» AIM OF THE TASK
Reproduce exactly the lines that run from the start of the records below to the line with "box: [0, 506, 1167, 1798]", inclusive.

» Excerpts from a dataset

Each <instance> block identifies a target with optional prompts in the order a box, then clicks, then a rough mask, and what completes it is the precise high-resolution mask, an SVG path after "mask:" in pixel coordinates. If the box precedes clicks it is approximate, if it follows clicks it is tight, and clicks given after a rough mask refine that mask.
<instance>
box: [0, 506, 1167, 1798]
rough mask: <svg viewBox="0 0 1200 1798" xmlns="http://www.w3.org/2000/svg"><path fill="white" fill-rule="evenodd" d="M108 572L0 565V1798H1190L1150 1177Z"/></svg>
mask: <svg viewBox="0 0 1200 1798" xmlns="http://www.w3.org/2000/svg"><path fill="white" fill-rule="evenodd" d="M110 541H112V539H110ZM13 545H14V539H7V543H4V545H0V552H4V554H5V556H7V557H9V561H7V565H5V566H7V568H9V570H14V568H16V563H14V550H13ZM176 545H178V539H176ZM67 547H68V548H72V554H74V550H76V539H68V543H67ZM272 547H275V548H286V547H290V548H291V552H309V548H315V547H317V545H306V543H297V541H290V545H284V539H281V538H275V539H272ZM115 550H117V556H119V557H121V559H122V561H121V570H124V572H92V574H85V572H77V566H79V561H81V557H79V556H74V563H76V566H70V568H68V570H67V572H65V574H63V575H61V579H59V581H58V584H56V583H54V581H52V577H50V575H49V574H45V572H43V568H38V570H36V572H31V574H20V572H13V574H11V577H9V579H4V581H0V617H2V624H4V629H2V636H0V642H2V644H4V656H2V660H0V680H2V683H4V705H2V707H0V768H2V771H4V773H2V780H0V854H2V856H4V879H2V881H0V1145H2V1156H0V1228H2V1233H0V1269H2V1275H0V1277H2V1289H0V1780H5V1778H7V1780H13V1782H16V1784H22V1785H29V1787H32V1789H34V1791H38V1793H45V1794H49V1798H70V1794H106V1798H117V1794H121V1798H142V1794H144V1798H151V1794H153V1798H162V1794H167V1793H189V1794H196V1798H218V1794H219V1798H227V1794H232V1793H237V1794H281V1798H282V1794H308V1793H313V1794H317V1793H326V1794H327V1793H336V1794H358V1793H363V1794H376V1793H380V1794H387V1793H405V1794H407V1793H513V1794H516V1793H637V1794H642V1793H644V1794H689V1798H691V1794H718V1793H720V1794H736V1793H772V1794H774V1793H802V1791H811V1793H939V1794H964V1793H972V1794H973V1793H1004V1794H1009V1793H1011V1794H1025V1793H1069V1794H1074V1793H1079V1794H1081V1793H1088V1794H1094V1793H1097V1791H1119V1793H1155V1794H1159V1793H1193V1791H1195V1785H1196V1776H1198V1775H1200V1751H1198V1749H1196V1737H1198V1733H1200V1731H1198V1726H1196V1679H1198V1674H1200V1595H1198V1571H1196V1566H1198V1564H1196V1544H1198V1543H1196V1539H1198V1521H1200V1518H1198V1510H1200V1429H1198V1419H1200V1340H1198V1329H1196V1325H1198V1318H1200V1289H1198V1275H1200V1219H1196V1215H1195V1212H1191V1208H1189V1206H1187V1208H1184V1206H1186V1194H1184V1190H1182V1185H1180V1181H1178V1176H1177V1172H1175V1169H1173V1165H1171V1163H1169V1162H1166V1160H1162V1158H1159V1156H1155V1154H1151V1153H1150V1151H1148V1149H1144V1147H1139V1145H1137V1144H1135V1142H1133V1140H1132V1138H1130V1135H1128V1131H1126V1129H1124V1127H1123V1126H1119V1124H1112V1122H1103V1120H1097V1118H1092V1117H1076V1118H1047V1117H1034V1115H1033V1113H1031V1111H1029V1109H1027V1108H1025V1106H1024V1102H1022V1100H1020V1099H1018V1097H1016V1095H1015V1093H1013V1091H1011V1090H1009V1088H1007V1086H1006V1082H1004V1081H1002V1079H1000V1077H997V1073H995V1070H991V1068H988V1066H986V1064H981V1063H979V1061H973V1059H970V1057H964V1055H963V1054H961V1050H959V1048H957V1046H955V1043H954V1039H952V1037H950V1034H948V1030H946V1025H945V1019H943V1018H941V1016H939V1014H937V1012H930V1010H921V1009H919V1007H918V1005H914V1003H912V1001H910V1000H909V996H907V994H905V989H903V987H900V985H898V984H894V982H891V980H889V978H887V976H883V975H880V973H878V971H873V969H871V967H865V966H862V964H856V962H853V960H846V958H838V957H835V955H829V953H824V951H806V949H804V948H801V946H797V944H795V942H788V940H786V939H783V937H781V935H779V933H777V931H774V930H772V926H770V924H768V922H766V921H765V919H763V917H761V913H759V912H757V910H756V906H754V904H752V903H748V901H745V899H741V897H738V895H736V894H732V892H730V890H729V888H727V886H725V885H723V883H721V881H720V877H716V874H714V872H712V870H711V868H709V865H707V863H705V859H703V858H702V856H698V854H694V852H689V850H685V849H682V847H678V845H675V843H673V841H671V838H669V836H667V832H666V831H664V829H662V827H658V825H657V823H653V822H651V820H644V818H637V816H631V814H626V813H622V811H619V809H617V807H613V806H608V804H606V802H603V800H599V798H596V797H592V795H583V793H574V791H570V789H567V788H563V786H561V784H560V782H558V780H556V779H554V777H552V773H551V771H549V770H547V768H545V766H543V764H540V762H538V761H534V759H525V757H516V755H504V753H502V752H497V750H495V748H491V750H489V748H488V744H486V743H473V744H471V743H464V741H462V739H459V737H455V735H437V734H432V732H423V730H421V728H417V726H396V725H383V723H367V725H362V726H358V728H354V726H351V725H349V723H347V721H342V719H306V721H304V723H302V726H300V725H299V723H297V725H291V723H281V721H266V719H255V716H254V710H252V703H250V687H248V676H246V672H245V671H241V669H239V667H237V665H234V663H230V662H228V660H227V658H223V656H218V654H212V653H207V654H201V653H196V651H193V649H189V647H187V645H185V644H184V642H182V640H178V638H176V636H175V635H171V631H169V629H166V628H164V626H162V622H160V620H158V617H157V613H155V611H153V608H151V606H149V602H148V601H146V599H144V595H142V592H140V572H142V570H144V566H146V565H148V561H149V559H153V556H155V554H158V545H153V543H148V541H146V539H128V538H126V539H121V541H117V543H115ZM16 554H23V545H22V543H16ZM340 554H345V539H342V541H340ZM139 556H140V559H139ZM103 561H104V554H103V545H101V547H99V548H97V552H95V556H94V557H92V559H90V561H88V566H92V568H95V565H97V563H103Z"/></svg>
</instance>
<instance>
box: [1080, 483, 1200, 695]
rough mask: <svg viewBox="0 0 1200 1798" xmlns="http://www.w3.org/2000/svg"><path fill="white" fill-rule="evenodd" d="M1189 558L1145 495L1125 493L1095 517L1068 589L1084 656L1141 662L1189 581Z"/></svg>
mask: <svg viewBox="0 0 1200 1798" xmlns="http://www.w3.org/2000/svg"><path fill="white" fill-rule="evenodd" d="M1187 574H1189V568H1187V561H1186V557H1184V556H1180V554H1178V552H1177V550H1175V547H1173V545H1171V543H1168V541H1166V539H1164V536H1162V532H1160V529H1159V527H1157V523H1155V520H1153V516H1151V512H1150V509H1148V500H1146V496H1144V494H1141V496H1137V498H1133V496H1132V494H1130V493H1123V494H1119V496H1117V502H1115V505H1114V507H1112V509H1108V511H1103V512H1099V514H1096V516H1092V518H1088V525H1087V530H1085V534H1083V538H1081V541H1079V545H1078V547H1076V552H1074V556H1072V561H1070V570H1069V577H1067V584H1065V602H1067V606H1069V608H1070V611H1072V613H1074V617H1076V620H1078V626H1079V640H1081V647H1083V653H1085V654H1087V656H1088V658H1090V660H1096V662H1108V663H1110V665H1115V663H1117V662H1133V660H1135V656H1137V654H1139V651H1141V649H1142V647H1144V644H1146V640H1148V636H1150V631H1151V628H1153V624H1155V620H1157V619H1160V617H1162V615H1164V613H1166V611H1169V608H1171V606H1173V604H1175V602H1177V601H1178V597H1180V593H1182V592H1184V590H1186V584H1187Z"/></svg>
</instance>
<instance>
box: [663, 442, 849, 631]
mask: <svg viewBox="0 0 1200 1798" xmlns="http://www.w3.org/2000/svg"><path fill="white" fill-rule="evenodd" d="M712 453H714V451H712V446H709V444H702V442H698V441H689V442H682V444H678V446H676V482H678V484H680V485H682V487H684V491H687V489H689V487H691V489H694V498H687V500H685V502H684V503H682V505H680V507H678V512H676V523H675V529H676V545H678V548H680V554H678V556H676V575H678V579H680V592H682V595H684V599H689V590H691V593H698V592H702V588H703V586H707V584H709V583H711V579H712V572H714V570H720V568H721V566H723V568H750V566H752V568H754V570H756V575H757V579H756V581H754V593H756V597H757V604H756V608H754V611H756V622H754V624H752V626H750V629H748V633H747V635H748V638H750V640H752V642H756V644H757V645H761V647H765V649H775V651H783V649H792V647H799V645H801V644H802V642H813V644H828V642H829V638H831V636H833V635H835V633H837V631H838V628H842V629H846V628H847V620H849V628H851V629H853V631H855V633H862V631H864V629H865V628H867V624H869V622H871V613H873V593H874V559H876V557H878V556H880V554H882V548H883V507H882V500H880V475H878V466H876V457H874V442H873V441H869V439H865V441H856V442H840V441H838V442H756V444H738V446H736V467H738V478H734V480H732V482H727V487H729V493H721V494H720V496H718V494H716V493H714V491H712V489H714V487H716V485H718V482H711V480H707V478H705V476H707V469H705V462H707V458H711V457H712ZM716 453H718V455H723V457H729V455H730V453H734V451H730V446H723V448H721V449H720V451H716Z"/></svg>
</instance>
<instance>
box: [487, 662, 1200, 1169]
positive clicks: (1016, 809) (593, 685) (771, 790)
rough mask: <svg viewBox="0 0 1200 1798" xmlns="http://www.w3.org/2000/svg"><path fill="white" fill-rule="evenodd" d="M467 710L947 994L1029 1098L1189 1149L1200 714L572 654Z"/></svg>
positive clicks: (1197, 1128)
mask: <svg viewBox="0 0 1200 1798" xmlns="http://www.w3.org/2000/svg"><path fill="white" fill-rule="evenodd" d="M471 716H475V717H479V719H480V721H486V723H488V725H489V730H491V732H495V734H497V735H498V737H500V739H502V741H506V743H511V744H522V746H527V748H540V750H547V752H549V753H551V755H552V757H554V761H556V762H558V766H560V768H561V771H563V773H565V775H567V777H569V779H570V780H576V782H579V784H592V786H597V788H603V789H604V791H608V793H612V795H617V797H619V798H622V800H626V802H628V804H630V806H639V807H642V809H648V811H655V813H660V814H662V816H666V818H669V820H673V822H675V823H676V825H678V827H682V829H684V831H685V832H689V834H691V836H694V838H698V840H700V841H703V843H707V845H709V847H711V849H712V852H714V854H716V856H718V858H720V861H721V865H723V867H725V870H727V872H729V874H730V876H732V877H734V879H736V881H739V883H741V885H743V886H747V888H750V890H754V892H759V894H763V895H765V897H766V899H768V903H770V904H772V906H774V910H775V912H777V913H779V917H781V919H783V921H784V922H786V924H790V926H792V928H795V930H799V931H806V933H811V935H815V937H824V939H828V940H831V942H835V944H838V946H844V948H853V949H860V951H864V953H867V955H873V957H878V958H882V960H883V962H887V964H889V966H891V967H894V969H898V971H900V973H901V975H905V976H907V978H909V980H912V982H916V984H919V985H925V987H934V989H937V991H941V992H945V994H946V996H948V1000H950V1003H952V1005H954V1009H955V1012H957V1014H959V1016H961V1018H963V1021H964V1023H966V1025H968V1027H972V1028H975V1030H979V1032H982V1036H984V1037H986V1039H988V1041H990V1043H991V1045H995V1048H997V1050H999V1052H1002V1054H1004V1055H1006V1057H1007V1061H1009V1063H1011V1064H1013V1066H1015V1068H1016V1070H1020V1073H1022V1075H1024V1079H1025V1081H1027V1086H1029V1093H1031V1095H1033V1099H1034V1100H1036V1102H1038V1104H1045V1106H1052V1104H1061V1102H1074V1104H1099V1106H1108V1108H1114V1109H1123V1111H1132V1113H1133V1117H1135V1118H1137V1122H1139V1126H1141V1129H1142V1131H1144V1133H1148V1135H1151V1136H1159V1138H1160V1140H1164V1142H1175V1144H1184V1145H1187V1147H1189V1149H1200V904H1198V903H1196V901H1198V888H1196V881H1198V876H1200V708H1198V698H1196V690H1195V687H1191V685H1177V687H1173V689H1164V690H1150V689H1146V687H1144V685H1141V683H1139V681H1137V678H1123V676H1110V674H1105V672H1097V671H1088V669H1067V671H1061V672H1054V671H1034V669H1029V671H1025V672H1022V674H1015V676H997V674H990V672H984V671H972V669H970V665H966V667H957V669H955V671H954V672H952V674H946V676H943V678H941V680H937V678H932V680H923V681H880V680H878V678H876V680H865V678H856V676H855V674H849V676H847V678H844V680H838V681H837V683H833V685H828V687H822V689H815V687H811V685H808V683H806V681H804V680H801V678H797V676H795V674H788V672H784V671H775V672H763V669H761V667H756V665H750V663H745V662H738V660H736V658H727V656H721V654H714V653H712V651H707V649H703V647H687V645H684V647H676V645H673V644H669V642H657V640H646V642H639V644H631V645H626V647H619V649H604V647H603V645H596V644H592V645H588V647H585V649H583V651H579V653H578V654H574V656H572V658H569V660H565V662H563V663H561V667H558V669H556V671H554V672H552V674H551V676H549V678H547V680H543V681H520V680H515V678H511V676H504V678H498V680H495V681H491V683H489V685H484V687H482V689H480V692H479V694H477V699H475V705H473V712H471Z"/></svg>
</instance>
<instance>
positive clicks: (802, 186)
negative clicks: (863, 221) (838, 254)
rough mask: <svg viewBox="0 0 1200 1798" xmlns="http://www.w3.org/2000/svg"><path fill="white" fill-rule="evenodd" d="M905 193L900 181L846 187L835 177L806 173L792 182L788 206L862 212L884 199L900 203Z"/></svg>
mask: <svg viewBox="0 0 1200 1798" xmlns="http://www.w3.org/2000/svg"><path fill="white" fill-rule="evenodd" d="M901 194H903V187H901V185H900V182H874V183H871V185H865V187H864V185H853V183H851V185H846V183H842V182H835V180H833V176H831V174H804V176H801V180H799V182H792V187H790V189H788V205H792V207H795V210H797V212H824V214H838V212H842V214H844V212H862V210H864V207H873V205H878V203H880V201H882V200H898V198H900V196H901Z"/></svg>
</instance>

» ANSWER TO THIS PROBLEM
Each <instance> block identifies a target with optional prompts in the order a box, then clicks, then a rough mask, and what completes it is the precise high-resolution mask, an SVG path after "mask:" in pixel coordinates. If the box precedes clicks it is approximate, if it follows clicks it is tight, and clicks given after a rough mask refine that mask.
<instance>
box: [0, 506, 1167, 1798]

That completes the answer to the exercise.